-- Task directions --
Gather every line in the rows below that contains the word "field" and copy each one out.

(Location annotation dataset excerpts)
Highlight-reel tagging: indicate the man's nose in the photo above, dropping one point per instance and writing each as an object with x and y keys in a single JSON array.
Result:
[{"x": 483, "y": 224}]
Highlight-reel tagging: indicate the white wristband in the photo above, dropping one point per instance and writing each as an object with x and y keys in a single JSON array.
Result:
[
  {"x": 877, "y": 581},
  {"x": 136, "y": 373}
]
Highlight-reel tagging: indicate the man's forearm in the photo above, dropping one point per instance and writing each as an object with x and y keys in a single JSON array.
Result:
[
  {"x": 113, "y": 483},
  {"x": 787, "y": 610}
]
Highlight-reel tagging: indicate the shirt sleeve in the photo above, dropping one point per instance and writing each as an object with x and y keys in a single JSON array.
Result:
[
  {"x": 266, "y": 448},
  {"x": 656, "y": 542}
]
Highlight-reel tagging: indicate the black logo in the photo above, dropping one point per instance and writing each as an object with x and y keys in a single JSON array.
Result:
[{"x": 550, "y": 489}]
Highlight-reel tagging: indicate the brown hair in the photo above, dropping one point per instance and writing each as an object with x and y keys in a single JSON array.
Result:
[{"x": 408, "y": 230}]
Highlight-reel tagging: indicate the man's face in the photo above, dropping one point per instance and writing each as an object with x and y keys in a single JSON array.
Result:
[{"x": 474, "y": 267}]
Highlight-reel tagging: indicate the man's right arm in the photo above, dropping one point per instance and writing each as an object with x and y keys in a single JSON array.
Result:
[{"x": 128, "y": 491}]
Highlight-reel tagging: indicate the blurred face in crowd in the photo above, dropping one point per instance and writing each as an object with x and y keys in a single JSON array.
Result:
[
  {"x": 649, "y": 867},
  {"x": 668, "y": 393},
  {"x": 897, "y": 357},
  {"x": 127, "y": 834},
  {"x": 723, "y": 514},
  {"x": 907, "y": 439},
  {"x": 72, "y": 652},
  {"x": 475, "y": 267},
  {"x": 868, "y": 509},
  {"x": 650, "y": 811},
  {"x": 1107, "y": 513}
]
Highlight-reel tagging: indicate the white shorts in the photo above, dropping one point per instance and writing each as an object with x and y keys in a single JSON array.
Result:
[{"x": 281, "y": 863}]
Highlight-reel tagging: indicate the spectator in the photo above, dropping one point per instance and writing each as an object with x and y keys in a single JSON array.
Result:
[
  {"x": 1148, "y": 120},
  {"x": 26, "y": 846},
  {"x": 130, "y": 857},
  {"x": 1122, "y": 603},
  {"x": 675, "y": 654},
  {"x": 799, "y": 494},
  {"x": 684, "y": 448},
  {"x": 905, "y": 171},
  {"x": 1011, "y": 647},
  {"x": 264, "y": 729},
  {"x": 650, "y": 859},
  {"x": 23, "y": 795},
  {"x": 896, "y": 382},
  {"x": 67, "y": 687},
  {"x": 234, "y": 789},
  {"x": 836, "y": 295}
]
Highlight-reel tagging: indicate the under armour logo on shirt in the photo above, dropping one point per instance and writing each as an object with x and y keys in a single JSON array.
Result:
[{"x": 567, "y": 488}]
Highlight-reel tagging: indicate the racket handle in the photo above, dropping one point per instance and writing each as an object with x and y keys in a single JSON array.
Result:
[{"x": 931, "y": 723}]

* * *

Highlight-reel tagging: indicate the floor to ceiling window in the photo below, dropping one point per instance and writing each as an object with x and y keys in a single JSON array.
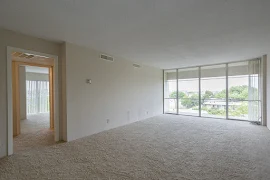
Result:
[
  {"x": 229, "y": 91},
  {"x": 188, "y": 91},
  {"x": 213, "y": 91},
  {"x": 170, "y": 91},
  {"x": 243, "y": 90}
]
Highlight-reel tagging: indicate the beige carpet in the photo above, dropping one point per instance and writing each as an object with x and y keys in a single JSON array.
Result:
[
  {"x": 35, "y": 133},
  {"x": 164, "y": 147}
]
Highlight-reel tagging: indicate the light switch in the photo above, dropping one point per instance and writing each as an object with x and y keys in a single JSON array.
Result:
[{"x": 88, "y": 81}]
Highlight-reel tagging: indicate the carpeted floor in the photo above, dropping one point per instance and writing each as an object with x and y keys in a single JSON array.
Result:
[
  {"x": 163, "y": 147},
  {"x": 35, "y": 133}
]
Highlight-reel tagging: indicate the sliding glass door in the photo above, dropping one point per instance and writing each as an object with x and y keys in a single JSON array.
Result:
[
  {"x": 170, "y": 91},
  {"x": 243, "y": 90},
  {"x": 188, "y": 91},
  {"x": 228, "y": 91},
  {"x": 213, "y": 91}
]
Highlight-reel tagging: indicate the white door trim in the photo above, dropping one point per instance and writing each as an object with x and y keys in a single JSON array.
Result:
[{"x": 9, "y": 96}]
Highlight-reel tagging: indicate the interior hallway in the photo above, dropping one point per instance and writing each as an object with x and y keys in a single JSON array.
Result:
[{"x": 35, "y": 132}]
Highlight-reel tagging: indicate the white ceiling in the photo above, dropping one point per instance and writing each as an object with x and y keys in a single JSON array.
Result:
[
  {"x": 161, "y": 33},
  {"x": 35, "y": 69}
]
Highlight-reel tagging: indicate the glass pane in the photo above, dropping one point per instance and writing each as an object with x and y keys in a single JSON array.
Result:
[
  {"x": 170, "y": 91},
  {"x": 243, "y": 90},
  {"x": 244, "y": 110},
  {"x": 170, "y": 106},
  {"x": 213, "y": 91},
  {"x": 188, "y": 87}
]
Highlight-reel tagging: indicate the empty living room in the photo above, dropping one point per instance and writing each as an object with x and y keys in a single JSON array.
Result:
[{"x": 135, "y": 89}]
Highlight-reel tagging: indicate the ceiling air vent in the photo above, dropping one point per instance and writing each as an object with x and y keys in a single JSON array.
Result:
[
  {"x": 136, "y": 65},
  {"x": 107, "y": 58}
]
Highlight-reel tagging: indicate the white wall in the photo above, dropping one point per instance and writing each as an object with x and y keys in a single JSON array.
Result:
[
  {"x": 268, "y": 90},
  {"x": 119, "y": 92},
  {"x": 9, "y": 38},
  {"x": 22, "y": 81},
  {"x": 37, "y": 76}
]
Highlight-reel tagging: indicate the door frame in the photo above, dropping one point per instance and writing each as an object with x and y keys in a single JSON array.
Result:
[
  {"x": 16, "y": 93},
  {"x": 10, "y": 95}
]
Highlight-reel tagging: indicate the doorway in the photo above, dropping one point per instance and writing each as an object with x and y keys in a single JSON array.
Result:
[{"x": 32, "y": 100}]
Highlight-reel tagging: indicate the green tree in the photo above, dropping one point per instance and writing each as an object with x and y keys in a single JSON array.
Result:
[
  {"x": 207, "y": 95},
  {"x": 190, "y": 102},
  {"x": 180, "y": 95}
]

==

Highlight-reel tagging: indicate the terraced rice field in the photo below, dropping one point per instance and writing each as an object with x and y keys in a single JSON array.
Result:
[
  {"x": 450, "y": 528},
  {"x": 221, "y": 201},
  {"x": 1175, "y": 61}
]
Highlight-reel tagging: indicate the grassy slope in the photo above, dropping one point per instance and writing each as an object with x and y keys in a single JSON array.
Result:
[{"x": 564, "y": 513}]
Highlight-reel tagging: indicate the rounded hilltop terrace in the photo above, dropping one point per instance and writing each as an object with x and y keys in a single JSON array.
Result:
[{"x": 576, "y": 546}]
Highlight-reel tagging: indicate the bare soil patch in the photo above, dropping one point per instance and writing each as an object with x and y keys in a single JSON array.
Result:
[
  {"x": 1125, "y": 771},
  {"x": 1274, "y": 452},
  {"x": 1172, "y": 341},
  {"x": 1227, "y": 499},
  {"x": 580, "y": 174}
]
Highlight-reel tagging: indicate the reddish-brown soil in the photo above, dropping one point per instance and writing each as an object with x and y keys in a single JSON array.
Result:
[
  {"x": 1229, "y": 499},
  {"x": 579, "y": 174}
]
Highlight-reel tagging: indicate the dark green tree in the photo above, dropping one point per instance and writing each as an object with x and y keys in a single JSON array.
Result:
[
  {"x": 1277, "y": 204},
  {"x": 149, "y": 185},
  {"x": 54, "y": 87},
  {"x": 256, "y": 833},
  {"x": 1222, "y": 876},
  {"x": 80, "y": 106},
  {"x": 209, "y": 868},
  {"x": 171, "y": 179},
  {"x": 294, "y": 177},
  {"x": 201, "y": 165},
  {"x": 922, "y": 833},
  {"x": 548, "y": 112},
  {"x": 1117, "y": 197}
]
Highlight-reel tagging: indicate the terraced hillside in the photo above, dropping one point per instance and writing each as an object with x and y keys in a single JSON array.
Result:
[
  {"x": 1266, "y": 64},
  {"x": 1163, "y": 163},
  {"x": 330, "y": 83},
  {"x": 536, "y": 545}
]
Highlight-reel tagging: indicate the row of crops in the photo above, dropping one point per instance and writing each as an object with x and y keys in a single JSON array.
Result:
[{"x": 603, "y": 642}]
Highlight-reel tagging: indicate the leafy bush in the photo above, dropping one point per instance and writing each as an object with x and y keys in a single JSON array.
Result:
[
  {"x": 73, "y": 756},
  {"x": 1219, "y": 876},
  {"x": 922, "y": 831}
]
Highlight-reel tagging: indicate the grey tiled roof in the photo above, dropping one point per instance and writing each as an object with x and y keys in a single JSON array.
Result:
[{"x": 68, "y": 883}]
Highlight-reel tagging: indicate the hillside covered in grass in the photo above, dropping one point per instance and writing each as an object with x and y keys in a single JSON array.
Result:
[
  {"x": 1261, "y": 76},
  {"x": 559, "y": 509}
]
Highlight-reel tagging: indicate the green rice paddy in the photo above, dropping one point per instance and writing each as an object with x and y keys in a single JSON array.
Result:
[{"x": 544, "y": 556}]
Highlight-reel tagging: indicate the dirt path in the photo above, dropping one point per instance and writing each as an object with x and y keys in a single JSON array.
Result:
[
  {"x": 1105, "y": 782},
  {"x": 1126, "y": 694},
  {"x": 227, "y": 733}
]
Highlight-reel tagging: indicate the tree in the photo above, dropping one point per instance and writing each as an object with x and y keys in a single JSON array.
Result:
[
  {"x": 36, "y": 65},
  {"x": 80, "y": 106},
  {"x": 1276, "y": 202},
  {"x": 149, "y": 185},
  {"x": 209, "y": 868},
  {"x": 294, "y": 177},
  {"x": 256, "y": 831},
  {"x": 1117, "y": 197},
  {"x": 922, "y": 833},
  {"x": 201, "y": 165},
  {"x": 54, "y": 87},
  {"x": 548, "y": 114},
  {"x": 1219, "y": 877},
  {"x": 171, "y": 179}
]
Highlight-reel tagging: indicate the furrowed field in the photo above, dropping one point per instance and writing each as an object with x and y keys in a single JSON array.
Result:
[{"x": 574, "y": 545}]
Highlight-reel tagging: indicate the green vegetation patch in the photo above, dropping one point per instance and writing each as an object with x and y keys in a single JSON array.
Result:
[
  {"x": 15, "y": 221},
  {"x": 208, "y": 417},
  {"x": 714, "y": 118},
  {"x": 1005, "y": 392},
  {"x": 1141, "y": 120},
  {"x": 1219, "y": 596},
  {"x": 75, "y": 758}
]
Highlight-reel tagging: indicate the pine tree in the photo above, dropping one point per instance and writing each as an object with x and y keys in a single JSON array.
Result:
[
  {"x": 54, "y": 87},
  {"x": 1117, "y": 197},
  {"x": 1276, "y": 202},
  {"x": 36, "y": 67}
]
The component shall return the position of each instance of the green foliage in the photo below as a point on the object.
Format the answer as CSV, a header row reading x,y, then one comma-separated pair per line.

-- Answer below --
Highlight-reel tagging: indicate the terraced rice field in the photo below, dropping one point per instance and writing each as an object with x and y keys in a single JSON array.
Highlight-reel tagging: indicate the furrowed field in the photo above, dropping one point per instance and writing each as an object with x and y keys in a single JSON array.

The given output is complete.